** WHAT IS REQUIRED **
Copy out the records below word for word, leaving out the pictures.

** SOURCE DATA **
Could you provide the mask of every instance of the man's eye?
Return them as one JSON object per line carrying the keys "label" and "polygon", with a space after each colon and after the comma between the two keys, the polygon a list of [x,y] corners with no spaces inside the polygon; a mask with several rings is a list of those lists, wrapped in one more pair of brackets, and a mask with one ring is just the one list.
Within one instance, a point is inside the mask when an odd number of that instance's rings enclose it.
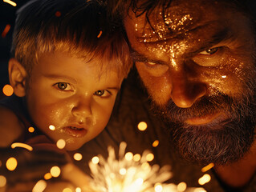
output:
{"label": "man's eye", "polygon": [[211,49],[201,51],[198,54],[204,54],[204,55],[213,54],[217,51],[218,51],[218,50],[219,50],[219,47],[211,48]]}
{"label": "man's eye", "polygon": [[95,91],[94,94],[102,98],[108,98],[111,95],[111,93],[108,90],[101,90]]}
{"label": "man's eye", "polygon": [[72,87],[67,82],[57,82],[55,86],[61,90],[71,90]]}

** COMPLETED TASK **
Could you provide the mask of every instance of the man's eye?
Return them as one JSON object per line carrying the keys "label" and "polygon", with a space after each colon and after the comma between the two keys, the polygon a list of [x,y] corners with no spaces inside the polygon; a mask with several rings is a list of those lists, wrapped in one more pair of brackets, and a mask with one ring is just the one list.
Within one instance, a point is inside the mask when an odd number of that instance's rings enclose it.
output:
{"label": "man's eye", "polygon": [[211,49],[201,51],[198,54],[204,54],[204,55],[213,54],[217,51],[218,51],[218,50],[219,50],[219,47],[211,48]]}
{"label": "man's eye", "polygon": [[95,91],[94,94],[102,98],[108,98],[111,95],[111,93],[108,90],[101,90]]}
{"label": "man's eye", "polygon": [[72,87],[67,82],[57,82],[55,86],[61,90],[71,90]]}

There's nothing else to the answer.